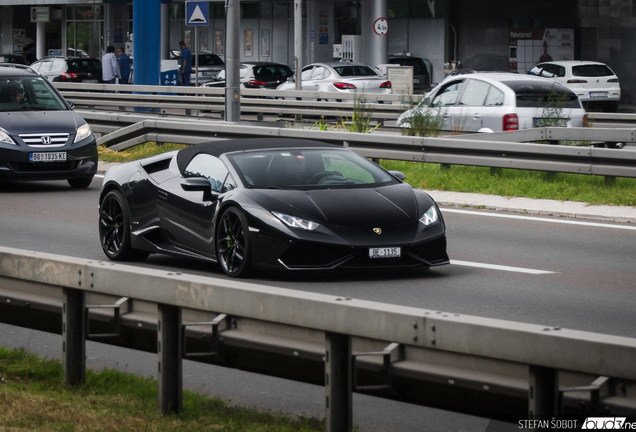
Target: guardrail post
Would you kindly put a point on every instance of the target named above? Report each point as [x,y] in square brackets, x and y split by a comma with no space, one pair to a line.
[170,364]
[338,383]
[543,393]
[73,337]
------------------------------------------------
**PROBLEM STATEMENT:** Would you return exactly the lines from the one containing "Would you kindly" through the end of the listing, both included, and only them?

**REPLY:**
Would you kindly put a point on every instance of the target named above? Report each point as [x,y] in square brackets, x and y split by a comma with no space, one pair to a line.
[170,364]
[338,383]
[543,393]
[73,337]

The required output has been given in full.